**Material provided**.
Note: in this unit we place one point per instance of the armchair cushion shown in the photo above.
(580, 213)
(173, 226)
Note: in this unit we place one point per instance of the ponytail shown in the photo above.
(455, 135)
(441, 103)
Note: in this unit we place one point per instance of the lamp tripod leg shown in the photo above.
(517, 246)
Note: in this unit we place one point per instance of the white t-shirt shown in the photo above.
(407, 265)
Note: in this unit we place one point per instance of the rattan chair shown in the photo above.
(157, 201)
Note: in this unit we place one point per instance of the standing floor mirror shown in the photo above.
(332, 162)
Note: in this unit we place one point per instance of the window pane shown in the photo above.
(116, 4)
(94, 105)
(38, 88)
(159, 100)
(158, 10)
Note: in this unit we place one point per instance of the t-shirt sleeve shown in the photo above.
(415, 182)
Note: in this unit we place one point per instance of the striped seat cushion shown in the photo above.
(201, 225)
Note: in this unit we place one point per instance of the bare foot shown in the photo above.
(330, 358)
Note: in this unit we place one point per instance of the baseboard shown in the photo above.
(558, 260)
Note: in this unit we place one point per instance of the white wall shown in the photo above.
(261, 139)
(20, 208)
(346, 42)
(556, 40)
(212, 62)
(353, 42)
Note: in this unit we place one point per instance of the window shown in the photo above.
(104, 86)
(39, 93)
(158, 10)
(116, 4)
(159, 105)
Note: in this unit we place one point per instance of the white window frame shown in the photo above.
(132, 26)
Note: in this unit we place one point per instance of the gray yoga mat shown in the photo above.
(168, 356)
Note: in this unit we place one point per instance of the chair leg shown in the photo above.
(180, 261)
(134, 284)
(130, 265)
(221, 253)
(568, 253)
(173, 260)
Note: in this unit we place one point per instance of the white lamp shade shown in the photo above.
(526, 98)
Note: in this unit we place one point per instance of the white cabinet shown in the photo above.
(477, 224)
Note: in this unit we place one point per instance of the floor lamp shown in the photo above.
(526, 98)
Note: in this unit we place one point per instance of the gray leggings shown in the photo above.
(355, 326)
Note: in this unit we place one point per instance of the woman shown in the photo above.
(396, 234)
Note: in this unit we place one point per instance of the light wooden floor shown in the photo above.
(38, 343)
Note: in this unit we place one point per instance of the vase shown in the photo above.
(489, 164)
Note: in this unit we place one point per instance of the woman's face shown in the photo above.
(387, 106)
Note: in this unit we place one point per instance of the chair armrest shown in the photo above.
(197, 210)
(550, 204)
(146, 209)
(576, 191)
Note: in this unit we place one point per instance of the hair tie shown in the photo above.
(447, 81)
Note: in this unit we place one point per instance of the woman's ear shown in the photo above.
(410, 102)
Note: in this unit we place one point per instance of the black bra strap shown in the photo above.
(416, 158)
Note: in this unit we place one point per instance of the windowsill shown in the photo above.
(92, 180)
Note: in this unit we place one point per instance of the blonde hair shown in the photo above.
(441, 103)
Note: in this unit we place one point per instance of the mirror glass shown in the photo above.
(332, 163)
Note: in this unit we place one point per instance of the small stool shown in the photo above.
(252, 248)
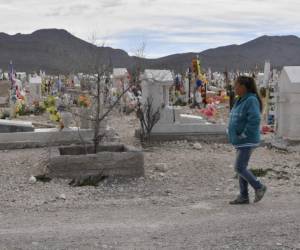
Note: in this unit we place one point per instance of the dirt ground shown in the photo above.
(181, 203)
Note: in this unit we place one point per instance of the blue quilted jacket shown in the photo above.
(244, 122)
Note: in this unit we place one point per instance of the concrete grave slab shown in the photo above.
(12, 126)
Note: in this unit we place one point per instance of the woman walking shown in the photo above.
(244, 135)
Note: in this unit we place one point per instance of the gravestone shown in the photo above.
(4, 93)
(35, 90)
(288, 111)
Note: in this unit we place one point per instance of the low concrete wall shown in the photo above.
(12, 126)
(129, 163)
(45, 138)
(217, 137)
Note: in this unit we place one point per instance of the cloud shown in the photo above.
(167, 25)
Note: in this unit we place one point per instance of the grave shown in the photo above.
(4, 93)
(35, 91)
(46, 137)
(288, 111)
(110, 160)
(173, 123)
(11, 126)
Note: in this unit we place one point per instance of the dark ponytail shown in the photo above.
(250, 85)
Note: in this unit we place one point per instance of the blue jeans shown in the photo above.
(245, 176)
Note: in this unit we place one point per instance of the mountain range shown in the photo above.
(58, 51)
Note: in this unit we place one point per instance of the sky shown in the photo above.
(161, 27)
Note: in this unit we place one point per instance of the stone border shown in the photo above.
(205, 137)
(45, 138)
(128, 162)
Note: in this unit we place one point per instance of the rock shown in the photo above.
(62, 197)
(161, 167)
(32, 180)
(197, 146)
(162, 175)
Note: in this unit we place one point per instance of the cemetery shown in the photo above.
(58, 157)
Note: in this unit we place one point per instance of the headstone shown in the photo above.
(35, 91)
(288, 111)
(4, 93)
(156, 85)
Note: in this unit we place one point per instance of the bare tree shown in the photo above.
(148, 118)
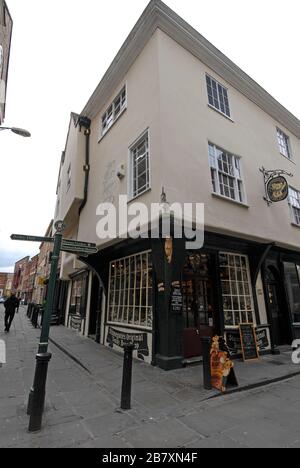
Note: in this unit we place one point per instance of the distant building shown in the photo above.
(19, 276)
(43, 270)
(3, 281)
(6, 25)
(29, 279)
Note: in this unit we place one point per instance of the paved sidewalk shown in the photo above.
(82, 408)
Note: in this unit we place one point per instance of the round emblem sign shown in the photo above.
(278, 189)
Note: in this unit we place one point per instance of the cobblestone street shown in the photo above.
(170, 410)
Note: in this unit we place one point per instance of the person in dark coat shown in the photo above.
(10, 305)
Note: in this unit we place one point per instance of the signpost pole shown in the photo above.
(127, 377)
(37, 395)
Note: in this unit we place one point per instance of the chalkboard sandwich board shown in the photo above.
(249, 342)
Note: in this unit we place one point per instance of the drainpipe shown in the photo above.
(86, 123)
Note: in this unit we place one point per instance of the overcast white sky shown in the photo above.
(62, 48)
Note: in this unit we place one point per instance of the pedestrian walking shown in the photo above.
(11, 305)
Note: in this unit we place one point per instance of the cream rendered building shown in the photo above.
(173, 115)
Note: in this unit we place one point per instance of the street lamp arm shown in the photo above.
(18, 131)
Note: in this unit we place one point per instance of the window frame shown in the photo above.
(238, 177)
(111, 109)
(131, 193)
(238, 296)
(283, 149)
(221, 101)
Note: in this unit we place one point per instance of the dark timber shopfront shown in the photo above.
(164, 298)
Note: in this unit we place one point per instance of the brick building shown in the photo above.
(19, 276)
(3, 281)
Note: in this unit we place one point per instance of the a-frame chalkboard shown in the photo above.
(249, 342)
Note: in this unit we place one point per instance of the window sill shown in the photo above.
(235, 202)
(139, 195)
(220, 113)
(113, 124)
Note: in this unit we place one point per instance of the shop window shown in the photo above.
(238, 304)
(292, 273)
(197, 288)
(140, 166)
(130, 291)
(284, 144)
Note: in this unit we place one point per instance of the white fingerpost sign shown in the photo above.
(2, 352)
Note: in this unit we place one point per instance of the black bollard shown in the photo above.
(127, 377)
(38, 393)
(206, 346)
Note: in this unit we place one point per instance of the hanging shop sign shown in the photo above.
(176, 300)
(120, 339)
(249, 342)
(278, 189)
(222, 367)
(276, 185)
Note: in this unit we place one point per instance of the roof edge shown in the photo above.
(158, 15)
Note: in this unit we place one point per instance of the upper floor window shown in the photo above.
(237, 295)
(226, 174)
(114, 110)
(140, 166)
(294, 201)
(284, 144)
(217, 96)
(130, 291)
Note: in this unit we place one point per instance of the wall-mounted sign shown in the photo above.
(120, 339)
(278, 189)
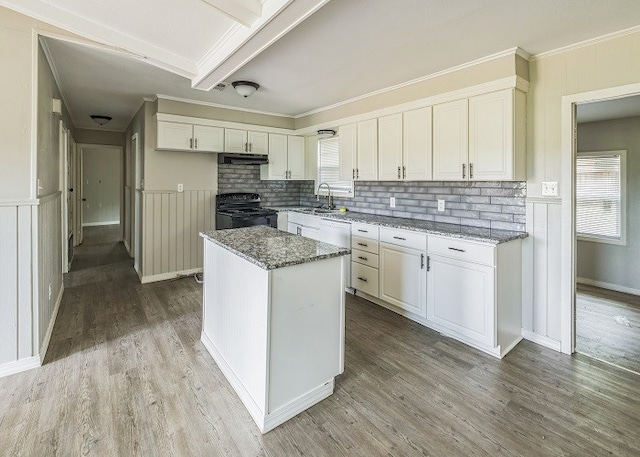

**Your objective**. Report how many lines of the data above contain the string "frame", counting only matches with the same capitalization. Give the number alone.

**Solution**. 3